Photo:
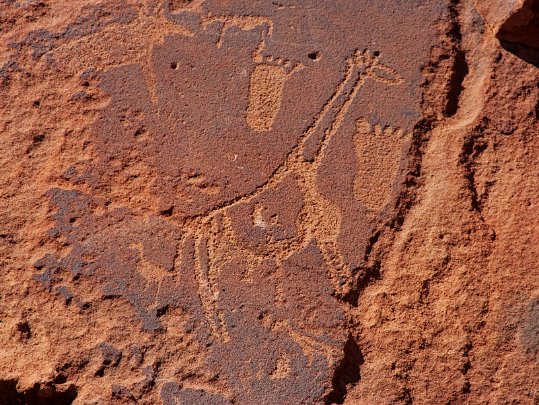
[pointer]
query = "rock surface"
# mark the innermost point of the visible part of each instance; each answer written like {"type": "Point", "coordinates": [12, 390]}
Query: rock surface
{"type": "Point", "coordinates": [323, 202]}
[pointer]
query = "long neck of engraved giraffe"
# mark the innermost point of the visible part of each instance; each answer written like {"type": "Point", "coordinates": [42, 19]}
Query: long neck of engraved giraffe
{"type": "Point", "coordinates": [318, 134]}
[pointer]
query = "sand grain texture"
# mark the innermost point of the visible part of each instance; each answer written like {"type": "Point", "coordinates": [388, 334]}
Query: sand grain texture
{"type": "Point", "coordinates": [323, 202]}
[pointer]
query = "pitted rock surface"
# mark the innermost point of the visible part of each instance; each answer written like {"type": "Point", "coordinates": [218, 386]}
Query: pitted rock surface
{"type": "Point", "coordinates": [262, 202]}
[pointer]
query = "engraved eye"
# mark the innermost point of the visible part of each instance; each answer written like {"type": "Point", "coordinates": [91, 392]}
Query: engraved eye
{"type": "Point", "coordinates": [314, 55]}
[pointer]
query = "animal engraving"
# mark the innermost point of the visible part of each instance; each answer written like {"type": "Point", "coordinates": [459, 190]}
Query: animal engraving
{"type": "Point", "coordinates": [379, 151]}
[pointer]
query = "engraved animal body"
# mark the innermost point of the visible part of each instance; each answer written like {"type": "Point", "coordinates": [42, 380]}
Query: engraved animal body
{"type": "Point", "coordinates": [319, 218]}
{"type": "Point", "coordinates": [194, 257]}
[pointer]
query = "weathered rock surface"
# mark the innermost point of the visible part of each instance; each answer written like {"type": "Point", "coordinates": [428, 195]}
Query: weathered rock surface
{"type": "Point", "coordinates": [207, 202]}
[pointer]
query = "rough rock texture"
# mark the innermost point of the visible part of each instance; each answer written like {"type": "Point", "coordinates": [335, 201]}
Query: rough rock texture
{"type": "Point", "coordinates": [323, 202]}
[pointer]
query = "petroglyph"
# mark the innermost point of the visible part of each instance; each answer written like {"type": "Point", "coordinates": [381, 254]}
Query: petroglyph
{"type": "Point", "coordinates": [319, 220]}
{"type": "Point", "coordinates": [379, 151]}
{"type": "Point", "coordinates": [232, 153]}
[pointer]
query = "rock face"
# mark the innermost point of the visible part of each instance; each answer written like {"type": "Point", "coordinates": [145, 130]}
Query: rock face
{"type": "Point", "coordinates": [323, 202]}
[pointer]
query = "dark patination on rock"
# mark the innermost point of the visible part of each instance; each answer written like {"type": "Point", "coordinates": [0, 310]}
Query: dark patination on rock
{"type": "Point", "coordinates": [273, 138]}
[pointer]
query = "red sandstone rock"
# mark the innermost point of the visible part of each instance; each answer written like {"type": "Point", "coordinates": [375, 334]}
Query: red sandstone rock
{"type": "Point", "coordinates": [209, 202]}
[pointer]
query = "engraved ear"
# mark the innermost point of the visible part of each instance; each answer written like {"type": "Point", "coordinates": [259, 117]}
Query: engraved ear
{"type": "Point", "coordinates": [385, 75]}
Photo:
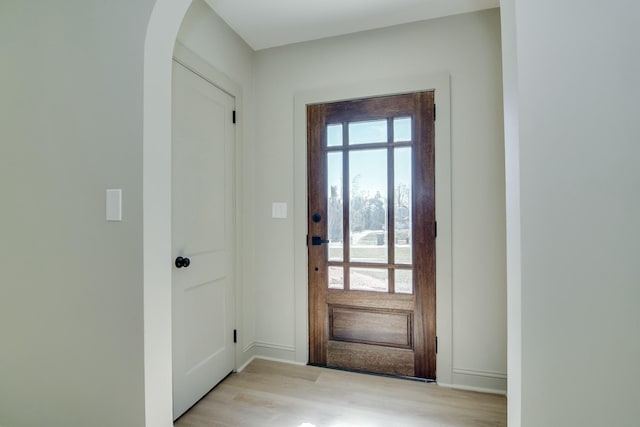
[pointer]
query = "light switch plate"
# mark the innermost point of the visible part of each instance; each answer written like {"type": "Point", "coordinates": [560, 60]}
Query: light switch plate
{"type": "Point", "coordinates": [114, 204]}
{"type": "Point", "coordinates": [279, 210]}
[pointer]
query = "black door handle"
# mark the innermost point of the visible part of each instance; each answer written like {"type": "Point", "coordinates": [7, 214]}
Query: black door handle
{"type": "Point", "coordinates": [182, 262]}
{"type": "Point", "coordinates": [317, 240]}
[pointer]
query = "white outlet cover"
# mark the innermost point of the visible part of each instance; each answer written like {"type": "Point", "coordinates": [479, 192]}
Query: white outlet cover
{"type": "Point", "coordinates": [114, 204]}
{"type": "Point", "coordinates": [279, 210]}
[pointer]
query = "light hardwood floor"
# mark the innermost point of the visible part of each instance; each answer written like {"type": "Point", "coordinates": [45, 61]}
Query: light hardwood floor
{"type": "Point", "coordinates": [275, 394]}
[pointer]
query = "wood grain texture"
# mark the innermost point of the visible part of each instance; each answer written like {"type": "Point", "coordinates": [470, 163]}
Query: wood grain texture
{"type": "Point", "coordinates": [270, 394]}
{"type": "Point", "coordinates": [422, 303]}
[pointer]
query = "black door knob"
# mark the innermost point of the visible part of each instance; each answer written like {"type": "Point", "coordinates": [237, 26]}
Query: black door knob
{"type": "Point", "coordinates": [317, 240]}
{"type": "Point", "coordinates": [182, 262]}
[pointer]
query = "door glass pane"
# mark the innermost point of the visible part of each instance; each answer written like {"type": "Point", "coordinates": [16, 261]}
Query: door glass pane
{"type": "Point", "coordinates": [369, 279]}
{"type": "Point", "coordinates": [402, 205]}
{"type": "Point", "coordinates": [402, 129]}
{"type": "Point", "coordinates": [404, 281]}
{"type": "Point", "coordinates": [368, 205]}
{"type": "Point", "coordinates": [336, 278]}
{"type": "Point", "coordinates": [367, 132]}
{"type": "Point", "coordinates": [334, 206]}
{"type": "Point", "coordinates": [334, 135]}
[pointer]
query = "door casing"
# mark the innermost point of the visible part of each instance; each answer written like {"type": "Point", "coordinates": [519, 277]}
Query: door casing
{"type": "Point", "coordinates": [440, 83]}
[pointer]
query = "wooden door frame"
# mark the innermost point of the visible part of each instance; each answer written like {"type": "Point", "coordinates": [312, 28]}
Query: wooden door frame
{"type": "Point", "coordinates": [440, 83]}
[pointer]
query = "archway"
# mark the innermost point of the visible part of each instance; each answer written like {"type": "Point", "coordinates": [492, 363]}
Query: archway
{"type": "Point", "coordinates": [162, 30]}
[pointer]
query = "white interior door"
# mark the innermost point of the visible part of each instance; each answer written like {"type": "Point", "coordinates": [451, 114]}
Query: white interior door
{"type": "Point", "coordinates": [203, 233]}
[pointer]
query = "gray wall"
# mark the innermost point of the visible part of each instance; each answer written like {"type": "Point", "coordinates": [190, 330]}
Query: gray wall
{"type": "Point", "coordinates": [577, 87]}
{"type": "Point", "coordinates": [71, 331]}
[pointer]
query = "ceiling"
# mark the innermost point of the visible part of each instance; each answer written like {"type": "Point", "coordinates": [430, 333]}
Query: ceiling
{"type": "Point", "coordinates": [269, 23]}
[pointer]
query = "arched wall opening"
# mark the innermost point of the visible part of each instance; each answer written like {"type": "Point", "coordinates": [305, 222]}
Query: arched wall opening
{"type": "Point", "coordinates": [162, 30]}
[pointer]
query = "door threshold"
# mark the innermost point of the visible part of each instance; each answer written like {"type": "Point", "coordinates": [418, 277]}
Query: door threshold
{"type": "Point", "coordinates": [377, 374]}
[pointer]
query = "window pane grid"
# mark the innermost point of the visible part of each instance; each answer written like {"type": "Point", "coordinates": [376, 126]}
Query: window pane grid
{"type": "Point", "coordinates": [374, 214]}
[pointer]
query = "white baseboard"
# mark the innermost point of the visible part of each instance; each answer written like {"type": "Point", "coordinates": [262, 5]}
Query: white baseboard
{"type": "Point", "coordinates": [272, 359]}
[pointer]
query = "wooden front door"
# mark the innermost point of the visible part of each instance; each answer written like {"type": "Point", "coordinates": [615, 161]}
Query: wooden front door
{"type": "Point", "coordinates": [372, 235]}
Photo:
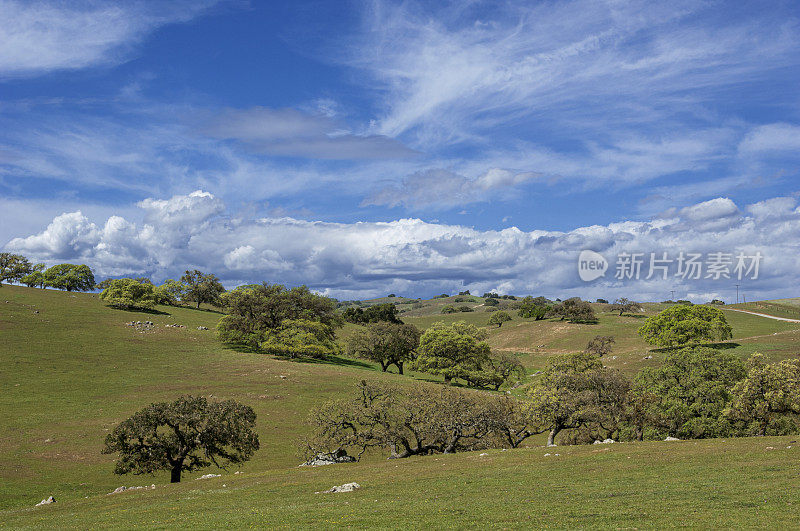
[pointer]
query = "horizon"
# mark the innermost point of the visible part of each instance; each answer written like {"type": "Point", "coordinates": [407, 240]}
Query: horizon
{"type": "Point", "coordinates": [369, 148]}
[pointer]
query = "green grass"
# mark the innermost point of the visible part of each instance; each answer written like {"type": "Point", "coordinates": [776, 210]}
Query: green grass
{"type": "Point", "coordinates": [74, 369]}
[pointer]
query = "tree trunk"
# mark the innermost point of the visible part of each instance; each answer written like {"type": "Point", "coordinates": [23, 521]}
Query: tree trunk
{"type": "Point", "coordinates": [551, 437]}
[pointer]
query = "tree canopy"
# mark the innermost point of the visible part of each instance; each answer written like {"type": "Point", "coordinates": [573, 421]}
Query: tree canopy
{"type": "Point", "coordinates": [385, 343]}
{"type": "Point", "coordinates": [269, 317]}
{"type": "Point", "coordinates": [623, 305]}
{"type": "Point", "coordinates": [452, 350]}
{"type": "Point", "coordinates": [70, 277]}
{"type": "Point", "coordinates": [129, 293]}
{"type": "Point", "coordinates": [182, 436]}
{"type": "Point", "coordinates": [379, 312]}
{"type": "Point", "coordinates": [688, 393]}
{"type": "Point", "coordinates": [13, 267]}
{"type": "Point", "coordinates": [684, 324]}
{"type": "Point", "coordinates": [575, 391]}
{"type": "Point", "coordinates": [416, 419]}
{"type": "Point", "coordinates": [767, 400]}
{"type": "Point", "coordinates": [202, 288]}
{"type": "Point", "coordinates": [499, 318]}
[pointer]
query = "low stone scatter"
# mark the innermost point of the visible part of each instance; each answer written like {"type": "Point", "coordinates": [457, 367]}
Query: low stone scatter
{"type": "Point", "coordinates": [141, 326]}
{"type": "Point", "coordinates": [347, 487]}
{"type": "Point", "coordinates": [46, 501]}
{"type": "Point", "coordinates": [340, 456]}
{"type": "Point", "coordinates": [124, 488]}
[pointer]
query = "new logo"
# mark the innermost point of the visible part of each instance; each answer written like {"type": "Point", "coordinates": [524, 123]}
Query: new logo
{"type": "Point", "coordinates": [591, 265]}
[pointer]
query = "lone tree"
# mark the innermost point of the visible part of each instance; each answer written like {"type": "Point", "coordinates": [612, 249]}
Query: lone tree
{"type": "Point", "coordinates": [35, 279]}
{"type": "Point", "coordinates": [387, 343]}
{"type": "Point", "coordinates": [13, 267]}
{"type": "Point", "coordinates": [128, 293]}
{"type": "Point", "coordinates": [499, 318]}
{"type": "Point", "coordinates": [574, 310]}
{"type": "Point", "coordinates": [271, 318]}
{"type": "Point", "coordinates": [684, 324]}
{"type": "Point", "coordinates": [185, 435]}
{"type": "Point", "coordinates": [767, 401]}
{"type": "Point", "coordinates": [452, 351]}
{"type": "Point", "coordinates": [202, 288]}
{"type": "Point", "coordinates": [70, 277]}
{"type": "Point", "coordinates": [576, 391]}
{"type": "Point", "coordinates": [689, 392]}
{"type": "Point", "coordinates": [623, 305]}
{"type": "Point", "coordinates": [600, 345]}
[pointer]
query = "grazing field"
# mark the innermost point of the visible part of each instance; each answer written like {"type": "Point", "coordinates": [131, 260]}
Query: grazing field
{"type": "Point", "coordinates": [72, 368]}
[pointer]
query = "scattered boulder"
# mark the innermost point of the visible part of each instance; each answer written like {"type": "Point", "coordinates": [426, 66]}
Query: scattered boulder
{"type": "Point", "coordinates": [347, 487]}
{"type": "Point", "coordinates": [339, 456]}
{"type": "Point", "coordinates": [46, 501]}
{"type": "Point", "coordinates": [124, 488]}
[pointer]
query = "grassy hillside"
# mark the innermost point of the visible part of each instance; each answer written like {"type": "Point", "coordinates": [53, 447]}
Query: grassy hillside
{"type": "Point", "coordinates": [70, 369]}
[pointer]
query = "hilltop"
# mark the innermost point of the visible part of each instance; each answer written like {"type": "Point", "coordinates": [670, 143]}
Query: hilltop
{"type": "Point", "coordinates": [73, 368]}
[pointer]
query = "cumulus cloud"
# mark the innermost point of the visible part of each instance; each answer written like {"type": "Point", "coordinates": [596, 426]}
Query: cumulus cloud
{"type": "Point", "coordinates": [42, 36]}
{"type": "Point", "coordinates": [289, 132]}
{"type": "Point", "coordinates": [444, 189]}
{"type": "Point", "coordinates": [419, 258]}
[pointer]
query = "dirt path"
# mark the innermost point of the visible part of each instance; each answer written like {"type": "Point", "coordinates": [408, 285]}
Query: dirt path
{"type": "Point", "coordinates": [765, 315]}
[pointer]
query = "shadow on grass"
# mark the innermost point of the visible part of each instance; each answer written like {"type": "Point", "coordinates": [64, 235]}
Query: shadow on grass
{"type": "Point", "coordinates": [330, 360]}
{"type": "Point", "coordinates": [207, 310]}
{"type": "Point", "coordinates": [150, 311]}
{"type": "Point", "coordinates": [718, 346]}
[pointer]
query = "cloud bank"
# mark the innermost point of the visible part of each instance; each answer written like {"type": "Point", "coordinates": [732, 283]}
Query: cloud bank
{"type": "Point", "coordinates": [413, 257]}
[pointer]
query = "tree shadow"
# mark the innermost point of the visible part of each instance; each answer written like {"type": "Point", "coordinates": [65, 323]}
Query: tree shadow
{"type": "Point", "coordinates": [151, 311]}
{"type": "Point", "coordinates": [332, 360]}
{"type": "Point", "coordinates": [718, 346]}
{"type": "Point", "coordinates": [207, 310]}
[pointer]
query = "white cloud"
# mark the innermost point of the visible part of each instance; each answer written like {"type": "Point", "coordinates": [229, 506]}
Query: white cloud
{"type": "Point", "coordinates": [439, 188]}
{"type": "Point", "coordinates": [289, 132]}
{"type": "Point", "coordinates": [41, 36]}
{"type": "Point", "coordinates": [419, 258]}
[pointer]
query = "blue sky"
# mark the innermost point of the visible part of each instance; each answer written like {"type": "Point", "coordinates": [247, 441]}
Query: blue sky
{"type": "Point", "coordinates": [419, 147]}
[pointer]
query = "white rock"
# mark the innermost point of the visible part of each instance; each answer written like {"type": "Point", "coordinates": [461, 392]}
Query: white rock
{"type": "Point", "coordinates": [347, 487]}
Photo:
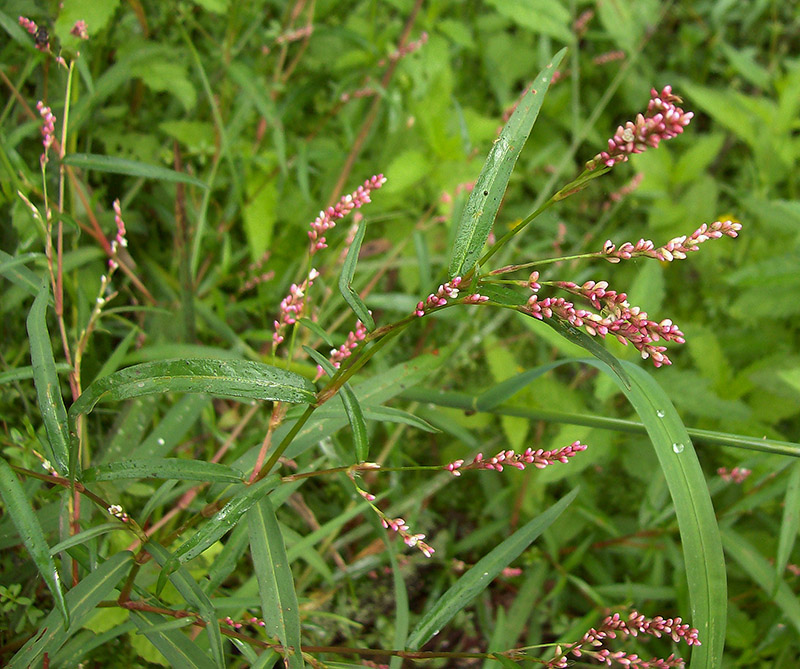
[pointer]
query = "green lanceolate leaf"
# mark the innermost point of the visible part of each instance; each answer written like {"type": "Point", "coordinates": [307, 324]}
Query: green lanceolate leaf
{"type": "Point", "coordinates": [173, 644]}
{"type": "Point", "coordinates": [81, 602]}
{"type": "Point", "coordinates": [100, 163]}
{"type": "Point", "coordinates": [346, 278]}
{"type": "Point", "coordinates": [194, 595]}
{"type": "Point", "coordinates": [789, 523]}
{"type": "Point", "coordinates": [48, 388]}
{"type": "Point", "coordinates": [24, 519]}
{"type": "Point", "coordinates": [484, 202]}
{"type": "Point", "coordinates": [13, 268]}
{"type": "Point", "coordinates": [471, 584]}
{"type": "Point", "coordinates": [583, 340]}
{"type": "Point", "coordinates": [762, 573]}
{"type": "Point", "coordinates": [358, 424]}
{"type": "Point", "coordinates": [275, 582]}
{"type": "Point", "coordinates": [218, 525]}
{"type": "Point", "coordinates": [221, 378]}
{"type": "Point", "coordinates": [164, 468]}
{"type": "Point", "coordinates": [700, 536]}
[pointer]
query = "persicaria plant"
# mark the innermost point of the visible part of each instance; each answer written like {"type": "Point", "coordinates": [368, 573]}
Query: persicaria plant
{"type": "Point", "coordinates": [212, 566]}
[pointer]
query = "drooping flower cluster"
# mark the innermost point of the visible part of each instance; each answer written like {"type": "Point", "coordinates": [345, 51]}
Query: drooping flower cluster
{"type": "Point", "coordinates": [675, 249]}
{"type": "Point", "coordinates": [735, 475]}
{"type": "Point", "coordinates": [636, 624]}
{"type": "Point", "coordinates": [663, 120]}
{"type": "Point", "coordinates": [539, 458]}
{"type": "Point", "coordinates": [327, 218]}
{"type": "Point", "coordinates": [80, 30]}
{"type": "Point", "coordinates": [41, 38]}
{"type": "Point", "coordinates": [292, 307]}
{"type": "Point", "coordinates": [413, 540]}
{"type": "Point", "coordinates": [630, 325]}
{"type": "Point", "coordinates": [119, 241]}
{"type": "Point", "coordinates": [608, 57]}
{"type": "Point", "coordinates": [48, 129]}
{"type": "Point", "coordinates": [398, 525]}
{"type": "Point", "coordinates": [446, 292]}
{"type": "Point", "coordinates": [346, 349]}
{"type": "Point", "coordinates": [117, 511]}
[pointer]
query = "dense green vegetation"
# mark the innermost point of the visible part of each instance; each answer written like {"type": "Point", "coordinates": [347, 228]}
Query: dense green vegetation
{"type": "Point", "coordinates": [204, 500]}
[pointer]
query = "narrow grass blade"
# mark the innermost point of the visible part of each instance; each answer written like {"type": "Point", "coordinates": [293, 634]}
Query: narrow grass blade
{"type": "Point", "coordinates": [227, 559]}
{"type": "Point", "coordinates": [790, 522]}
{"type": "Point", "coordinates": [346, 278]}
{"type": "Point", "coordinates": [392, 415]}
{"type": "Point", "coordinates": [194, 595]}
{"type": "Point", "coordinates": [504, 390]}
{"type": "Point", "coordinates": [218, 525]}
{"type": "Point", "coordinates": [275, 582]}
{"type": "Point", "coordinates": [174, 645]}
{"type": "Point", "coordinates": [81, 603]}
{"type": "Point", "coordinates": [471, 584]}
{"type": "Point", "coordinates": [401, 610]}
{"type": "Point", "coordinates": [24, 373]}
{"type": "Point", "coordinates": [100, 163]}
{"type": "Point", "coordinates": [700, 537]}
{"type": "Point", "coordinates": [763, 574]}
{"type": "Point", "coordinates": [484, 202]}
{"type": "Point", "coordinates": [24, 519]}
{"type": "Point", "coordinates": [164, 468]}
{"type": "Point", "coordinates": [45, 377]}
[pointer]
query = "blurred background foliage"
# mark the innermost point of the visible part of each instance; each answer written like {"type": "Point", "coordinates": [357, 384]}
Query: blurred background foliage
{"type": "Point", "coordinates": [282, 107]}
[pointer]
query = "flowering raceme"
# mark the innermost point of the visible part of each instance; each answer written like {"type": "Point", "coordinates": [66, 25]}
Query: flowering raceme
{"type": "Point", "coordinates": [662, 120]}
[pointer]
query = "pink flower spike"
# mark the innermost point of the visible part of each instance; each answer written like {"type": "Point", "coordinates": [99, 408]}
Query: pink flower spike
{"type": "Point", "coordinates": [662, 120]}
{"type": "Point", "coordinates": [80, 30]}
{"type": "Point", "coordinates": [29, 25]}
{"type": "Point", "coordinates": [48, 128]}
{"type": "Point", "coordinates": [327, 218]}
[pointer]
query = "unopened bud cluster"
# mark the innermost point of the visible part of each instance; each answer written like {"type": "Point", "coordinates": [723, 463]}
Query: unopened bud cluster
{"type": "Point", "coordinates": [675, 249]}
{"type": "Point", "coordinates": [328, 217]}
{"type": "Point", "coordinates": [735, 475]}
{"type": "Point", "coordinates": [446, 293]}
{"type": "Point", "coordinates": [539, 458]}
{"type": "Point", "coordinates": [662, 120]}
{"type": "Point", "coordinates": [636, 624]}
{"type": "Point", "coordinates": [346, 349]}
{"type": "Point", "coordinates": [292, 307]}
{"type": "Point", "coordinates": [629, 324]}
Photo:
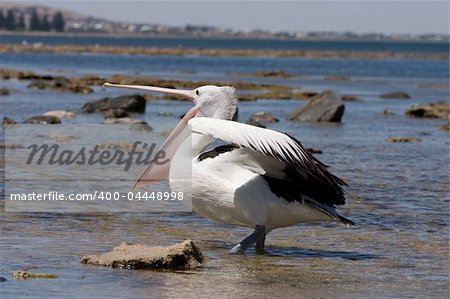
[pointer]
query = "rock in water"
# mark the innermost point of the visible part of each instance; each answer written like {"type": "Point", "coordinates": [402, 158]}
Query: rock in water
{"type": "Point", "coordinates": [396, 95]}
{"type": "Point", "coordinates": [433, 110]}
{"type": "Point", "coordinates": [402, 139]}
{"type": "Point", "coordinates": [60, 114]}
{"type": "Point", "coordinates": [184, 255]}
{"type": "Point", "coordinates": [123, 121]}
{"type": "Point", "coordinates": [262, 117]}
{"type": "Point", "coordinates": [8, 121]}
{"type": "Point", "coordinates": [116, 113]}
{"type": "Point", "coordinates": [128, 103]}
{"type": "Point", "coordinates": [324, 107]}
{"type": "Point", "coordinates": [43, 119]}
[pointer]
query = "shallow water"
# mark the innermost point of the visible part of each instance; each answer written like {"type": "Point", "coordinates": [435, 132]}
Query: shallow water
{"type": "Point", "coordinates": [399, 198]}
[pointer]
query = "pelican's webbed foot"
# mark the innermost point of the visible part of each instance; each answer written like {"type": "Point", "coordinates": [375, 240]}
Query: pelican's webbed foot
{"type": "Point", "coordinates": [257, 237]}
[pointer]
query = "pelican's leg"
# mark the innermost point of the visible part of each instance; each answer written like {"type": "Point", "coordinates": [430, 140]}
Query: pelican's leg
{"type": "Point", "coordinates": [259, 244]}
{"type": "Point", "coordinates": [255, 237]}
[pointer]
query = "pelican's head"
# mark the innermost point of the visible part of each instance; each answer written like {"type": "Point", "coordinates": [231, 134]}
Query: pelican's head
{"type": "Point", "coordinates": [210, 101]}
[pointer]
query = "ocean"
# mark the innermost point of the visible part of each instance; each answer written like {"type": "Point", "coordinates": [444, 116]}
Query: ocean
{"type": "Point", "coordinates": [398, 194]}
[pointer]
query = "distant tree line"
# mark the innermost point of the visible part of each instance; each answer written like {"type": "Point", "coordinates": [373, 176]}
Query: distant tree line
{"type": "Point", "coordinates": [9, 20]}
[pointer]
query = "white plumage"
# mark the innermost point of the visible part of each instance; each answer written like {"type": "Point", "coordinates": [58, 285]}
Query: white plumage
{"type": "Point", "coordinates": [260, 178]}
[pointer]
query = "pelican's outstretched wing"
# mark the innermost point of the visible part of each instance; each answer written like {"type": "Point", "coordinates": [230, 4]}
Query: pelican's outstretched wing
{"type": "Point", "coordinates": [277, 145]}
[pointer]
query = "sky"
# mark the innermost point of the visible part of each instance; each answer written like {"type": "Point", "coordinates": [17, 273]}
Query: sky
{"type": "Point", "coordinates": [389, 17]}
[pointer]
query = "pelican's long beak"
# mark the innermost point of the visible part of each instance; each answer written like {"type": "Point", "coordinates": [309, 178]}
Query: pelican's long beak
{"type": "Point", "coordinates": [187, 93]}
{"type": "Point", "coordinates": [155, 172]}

§ Exercise directions
Which lines above contain the string "narrow"? List every one of them in full, matching case exactly.

§ Exercise output
query = "narrow grass blade"
Query: narrow grass blade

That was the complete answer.